▶ _Text under study_
:::::
- OpenAI and PNNL have teamed up to assess AI coding agents for environmental review drafting tasks
- DraftNEPABench supports federal efforts to speed up environmental impact statement development and permitting workflows
- The benchmark includes 102 real-world test cases from environmental impact statements across 19 federal agencies
The Department of Energy’s Pacific Northwest National Laboratory and OpenAI have partnered to evaluate how artificial intelligence coding agents could assist federal agencies in drafting environmental impact statements under the National Environmental Policy Act, or NEPA.
PNNL said Monday the research effort centers on DraftNEPABench, a benchmarking project developed by PNNL’s PermitAI team and OpenAI to assess whether AI coding agents originally designed for software development can generate structured draft sections for environmental impact statements while supporting faster federal environmental review workflows.

The benchmark project highlights how AI is being tested to speed up environmental review and permitting workflows across agencies. As tools like these continue to shape how government processes complex documentation, leaders across the federal civilian space are expected to examine broader applications of AI in mission support and operations. Reserve your seat now for the 2026 FedCiv Summit on Oct. 29 and join experts as they discuss emerging technologies, modernization priorities and the future of digital government.
What Is PermitAI?
PermitAI is a data platform that uses AI tools to streamline and speed up the review process for critical federal infrastructure. Backed by the DOE’s Office of Policy, it started as a pilot project designed to centralize NEPA decision data.
:::::
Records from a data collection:
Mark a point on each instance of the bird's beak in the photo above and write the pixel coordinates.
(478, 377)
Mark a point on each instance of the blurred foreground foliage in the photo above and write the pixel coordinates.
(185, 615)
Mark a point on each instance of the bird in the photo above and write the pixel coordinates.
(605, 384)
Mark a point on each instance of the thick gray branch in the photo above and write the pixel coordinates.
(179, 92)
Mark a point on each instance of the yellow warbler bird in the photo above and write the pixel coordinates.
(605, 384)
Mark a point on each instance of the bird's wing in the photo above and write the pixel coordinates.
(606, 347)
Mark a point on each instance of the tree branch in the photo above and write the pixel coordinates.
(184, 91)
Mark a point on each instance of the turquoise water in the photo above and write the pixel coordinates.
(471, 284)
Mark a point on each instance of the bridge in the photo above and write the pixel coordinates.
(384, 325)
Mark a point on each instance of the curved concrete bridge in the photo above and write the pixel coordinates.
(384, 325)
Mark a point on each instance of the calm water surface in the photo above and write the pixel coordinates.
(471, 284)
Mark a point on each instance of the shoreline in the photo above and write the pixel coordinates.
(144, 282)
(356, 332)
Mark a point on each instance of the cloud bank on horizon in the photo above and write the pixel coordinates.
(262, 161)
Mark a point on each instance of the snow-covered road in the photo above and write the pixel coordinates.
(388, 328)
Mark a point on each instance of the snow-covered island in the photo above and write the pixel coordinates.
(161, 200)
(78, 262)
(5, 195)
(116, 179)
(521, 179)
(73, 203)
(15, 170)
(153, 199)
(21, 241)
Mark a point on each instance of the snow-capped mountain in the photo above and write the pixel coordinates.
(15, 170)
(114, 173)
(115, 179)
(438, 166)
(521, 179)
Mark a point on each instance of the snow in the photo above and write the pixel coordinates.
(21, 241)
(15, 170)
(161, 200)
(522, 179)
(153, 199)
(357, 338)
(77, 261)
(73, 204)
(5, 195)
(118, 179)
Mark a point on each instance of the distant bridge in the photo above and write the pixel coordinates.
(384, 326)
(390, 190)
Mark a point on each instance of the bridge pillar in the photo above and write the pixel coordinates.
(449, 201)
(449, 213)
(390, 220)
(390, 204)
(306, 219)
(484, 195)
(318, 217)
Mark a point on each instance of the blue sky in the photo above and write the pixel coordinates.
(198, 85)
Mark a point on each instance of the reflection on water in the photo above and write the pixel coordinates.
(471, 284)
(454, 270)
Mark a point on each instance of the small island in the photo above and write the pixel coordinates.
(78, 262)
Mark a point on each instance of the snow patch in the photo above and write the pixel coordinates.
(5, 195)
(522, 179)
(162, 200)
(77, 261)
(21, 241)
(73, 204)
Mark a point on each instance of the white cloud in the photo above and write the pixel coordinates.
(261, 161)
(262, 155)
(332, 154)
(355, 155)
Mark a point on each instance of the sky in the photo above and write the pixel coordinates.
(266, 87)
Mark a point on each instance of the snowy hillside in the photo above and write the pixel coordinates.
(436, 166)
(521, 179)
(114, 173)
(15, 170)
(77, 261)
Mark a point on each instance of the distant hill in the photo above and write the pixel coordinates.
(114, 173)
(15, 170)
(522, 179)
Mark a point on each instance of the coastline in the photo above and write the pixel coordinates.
:::::
▶ _Exercise requirements_
**1)** Reproduce the stretch of the DraftNEPABench article from "PNNL said Monday" through "of digital government." word for word.
**2)** Please pick up the DraftNEPABench article after its last sentence and keep writing it.

▶ _Answers_
**1)**
PNNL said Monday the research effort centers on DraftNEPABench, a benchmarking project developed by PNNL’s PermitAI team and OpenAI to assess whether AI coding agents originally designed for software development can generate structured draft sections for environmental impact statements while supporting faster federal environmental review workflows.

The benchmark project highlights how AI is being tested to speed up environmental review and permitting workflows across agencies. As tools like these continue to shape how government processes complex documentation, leaders across the federal civilian space are expected to examine broader applications of AI in mission support and operations. Reserve your seat now for the 2026 FedCiv Summit on Oct. 29 and join experts as they discuss emerging technologies, modernization priorities and the future of digital government.

**2)**
The platform uses a testbed equipped with large language models and a large repository of historical environmental review data. It also developed the NEPA Text Corpus, a machine-readable dataset containing more than 120,000 searchable environmental review documents and decisions. PNNL said releasing the dataset has made historical NEPA data and decisions easier to access by simplifying searches.
What Can DraftNEPABench Do?
According to PNNL, DraftNEPABench evaluates AI systems that can generate targeted sections of environmental impact statements based on detailed prompts rather than simply summarizing information. The benchmark also measures a system’s ability to incorporate information from multiple sources while producing drafts supported by technical references and citations that allow reviewers to trace the original documentation.
PNNL said coding agents differ from conventional AI chat systems because they can complete a task through a series of steps, retrieving relevant information, processing multiple documents and refining draft content through repeated iterations in a manner similar to a human analyst.
“Our evaluation showed that AI coding agents can generate structured and domain-specific draft sections for environmental impact statements with promising results,” said Anurag Acharya, a data scientist at PNNL and DraftNEPABench research lead. “While the systems still require human oversight, the benchmark highlights both the potential and current limitations of these approaches.”
How Was DraftNEPABench Evaluated?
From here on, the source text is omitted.